▶ **What you need to do**:
Print, verbatim, the records from the line containing "Give me the location of man in blue" through the line containing "[423,787,458,839]", including both of those lines.

----

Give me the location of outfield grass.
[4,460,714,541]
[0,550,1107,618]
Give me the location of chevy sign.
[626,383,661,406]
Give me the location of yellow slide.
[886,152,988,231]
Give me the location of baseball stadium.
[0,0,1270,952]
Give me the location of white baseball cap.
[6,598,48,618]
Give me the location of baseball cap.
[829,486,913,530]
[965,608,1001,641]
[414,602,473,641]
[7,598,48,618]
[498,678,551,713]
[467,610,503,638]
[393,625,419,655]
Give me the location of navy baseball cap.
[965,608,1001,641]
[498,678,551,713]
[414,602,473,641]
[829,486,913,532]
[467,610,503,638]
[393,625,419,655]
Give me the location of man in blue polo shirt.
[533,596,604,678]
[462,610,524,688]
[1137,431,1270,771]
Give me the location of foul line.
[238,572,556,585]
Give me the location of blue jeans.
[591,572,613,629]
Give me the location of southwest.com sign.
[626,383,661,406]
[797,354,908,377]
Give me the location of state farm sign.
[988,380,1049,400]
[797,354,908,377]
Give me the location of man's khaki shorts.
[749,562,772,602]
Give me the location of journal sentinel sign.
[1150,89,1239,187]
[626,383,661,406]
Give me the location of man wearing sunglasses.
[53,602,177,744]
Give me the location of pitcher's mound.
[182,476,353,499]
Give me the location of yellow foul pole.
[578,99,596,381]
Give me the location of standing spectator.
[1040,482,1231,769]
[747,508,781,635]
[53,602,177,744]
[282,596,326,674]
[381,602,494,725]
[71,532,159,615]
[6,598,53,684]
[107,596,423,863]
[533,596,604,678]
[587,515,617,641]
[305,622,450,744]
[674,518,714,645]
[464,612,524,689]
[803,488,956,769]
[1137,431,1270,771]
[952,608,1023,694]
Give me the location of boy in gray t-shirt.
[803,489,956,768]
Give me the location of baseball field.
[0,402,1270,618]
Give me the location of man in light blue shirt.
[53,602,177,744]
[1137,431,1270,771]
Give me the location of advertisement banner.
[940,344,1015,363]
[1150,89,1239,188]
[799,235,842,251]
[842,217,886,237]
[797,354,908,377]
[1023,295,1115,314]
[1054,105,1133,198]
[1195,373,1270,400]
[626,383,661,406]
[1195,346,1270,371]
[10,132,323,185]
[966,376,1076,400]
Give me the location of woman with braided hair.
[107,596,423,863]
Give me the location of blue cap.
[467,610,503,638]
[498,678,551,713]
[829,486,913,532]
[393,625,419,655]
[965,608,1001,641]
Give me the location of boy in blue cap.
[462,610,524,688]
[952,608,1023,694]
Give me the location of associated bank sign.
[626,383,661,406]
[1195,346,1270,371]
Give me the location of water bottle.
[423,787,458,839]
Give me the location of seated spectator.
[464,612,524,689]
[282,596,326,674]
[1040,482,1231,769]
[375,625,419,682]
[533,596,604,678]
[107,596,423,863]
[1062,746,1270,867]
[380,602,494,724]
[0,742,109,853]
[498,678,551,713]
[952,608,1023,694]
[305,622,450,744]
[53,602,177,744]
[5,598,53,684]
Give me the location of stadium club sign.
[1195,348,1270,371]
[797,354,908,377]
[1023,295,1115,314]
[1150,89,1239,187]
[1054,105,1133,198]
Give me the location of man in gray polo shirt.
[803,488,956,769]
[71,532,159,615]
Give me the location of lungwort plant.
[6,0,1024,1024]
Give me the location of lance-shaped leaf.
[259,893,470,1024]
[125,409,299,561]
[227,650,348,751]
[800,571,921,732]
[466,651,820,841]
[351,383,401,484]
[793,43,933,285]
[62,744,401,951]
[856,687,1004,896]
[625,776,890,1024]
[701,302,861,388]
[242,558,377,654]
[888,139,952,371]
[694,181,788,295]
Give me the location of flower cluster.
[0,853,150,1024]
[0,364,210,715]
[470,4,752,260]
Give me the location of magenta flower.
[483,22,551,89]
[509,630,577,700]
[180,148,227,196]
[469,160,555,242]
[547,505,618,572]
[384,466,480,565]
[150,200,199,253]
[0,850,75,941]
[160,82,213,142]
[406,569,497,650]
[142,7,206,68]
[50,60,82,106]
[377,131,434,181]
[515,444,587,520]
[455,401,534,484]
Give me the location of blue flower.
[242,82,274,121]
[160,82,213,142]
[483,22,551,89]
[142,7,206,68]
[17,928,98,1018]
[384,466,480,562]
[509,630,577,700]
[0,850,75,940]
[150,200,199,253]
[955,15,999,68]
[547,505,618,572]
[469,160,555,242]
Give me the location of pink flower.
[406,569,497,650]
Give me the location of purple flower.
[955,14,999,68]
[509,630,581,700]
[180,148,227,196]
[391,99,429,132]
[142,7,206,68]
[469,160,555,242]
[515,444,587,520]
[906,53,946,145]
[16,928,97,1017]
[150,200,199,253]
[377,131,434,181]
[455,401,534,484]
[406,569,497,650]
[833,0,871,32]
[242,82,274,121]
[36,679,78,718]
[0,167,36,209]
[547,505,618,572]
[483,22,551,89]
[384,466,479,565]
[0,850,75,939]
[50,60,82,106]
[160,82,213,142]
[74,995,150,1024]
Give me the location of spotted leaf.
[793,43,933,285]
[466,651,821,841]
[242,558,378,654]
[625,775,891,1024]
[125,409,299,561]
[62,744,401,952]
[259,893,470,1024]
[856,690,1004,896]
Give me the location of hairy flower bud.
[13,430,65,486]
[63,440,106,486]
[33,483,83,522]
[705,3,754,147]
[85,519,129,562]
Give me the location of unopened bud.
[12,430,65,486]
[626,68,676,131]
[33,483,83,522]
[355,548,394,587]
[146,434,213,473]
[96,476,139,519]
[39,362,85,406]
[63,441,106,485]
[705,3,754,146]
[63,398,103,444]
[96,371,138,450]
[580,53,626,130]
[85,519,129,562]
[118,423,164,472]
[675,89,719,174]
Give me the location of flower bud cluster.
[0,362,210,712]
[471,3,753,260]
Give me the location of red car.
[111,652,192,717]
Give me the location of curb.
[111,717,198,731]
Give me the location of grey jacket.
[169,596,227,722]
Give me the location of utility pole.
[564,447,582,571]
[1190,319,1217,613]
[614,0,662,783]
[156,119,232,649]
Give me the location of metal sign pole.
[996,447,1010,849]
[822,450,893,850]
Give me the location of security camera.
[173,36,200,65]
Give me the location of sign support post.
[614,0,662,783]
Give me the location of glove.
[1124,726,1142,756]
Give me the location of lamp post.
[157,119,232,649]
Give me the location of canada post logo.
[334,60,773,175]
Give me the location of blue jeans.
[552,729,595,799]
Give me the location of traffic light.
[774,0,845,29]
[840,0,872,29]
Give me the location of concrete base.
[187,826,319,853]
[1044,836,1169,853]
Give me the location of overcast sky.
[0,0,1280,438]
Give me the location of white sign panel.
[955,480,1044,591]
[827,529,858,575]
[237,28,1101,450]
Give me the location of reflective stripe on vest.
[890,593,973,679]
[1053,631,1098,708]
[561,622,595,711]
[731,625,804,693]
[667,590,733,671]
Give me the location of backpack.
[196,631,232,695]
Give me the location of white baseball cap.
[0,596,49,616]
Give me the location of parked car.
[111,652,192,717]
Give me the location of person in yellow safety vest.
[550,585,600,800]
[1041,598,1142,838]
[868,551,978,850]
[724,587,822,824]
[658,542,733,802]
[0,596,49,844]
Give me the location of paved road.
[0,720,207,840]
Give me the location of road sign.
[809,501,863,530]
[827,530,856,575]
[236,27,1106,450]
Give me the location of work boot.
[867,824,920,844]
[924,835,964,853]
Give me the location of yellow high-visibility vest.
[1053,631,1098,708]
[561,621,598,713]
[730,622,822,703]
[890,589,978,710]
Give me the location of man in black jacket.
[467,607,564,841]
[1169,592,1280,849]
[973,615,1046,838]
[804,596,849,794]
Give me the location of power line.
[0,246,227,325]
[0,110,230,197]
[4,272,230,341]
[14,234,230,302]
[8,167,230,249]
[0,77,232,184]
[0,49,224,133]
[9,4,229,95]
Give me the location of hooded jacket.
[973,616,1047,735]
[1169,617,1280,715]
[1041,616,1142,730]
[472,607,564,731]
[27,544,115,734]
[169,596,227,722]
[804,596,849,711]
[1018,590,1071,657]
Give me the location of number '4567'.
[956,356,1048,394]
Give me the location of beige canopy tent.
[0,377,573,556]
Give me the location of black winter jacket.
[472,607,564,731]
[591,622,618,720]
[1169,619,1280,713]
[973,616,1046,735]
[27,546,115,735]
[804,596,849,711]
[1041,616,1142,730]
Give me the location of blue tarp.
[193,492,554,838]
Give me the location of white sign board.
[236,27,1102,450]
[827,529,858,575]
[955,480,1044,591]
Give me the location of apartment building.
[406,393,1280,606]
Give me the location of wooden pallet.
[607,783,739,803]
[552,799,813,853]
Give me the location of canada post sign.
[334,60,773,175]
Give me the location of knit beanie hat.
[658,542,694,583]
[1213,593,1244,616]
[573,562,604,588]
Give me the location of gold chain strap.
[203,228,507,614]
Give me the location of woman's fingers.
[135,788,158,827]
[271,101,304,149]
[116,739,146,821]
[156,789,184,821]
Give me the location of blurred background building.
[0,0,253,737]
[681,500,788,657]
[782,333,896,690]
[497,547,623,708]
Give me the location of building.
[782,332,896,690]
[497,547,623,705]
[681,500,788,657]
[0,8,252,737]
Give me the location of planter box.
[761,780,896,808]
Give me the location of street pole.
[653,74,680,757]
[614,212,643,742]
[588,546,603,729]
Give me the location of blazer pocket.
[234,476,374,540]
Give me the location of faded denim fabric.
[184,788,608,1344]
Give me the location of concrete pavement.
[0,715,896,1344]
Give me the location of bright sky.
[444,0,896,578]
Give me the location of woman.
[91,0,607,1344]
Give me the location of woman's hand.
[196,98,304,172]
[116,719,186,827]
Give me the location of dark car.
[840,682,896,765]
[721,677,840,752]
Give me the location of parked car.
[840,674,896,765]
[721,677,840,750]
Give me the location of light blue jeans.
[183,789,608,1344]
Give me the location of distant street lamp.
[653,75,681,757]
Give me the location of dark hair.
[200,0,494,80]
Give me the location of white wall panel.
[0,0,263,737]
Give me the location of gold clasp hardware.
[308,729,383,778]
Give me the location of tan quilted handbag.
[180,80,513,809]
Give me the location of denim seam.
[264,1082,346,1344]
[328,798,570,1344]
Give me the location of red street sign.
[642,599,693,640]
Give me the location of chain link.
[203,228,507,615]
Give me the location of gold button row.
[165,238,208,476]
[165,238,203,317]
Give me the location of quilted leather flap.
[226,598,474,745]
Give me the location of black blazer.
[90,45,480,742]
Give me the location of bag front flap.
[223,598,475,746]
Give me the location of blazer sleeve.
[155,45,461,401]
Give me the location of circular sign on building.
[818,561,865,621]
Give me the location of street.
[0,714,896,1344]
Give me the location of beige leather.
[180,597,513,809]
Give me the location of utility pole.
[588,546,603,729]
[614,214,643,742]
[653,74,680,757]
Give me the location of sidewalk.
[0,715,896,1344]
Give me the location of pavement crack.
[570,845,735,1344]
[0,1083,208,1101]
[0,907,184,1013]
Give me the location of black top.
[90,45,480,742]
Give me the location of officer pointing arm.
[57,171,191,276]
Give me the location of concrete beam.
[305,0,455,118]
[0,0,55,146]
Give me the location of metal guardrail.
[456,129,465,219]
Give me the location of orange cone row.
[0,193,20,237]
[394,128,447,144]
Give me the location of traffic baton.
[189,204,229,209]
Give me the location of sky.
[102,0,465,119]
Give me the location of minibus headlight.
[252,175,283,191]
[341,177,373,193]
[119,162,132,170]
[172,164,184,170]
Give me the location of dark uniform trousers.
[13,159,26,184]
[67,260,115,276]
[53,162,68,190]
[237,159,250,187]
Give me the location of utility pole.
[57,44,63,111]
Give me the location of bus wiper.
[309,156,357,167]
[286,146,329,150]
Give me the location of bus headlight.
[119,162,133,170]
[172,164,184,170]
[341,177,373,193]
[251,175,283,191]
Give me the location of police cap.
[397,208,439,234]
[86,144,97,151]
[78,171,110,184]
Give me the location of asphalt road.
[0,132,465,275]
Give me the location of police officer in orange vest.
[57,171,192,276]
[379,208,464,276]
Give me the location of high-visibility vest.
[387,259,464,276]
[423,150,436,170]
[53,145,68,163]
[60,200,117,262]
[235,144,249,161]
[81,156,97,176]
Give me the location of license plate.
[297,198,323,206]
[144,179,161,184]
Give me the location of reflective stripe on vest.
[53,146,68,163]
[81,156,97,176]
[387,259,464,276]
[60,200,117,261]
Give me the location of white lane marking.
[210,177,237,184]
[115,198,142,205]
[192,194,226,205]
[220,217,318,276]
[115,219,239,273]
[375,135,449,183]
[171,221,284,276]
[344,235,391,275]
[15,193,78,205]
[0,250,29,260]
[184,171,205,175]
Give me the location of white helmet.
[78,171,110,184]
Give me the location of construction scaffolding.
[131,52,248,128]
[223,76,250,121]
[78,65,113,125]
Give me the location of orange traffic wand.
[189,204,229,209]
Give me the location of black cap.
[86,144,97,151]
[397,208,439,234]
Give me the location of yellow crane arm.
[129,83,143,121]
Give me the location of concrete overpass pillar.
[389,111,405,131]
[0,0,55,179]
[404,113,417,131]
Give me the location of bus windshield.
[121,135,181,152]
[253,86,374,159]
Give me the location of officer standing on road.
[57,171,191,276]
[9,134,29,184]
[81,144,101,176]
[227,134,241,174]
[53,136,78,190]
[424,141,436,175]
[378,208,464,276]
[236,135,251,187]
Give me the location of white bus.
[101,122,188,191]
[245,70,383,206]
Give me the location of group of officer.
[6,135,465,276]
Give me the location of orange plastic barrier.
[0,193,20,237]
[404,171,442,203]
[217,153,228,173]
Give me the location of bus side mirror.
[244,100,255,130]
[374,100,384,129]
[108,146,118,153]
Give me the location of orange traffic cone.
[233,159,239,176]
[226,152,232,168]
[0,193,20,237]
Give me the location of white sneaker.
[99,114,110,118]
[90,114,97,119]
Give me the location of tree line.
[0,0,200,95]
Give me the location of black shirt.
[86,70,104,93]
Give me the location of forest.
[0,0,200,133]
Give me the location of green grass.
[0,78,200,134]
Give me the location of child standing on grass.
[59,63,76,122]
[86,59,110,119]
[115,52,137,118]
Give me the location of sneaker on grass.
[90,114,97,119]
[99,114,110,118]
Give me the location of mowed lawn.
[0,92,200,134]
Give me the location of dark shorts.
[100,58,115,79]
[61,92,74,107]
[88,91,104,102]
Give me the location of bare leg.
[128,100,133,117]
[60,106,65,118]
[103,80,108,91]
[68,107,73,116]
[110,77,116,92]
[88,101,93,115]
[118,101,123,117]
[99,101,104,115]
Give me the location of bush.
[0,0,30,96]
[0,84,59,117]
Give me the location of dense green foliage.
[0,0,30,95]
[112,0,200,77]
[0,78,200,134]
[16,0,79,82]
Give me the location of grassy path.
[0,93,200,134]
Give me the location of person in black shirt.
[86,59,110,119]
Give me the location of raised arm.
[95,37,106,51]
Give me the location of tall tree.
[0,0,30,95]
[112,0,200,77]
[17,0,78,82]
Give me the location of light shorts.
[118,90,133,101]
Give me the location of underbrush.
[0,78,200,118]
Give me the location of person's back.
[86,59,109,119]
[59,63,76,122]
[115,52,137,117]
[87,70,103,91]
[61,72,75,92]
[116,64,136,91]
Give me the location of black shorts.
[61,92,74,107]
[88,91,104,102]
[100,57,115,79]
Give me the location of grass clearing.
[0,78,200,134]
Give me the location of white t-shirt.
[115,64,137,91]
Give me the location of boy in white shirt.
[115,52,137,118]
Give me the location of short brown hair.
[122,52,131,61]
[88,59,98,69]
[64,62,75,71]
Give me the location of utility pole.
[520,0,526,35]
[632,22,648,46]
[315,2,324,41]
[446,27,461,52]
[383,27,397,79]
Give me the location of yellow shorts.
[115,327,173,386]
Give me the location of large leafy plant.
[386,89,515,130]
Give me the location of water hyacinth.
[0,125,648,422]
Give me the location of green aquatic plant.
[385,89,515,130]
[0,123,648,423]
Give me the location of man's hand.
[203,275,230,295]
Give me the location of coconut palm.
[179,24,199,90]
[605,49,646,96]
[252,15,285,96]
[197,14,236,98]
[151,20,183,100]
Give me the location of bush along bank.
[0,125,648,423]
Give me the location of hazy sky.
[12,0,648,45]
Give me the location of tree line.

----

▶ **Full solution**:
Give me the location of man in blue polo shirt.
[533,596,604,678]
[462,610,524,688]
[1137,431,1270,771]
Give me the location of foul line.
[238,572,556,585]
Give me the location of blue jeans.
[591,572,613,629]
Give me the location of southwest.com sign.
[626,383,661,406]
[797,354,908,377]
Give me the location of state farm sign.
[988,380,1049,400]
[797,354,908,377]
Give me the location of man's khaki shorts.
[749,562,772,602]
Give me the location of journal sentinel sign.
[1150,89,1239,187]
[626,383,661,406]
Give me the location of man wearing sunglasses.
[53,602,177,744]
Give me the location of pitcher's mound.
[182,476,353,499]
Give me the location of yellow foul pole.
[578,99,596,381]
Give me the location of standing spectator.
[1040,482,1231,769]
[747,508,781,635]
[53,602,177,744]
[282,596,326,674]
[381,602,494,725]
[71,532,159,615]
[6,598,53,684]
[107,596,423,863]
[533,596,604,678]
[587,515,617,641]
[305,622,450,744]
[674,518,714,645]
[464,612,524,689]
[803,488,956,769]
[1137,431,1270,771]
[952,608,1023,694]
Give me the location of boy in gray t-shirt.
[803,489,956,768]
Give me the location of baseball field.
[0,402,1270,618]
Give me the location of man in light blue shirt.
[53,602,177,744]
[1137,431,1270,771]
Give me the location of advertisement banner.
[940,344,1015,363]
[1150,89,1239,188]
[799,235,842,251]
[842,217,886,237]
[797,354,908,377]
[1023,295,1115,314]
[1054,105,1133,198]
[1195,373,1270,400]
[626,383,661,406]
[1195,346,1270,371]
[10,132,323,185]
[966,376,1076,400]
Give me the location of woman with braided hair.
[107,596,423,863]
Give me the location of blue cap.
[467,610,503,638]
[498,678,551,713]
[829,486,913,532]
[393,625,419,655]
[965,608,1001,641]
Give me the location of boy in blue cap.
[462,610,524,688]
[952,608,1023,694]
Give me the location of associated bank sign.
[626,383,661,406]
[1195,346,1270,371]
Give me the location of water bottle.
[423,787,458,839]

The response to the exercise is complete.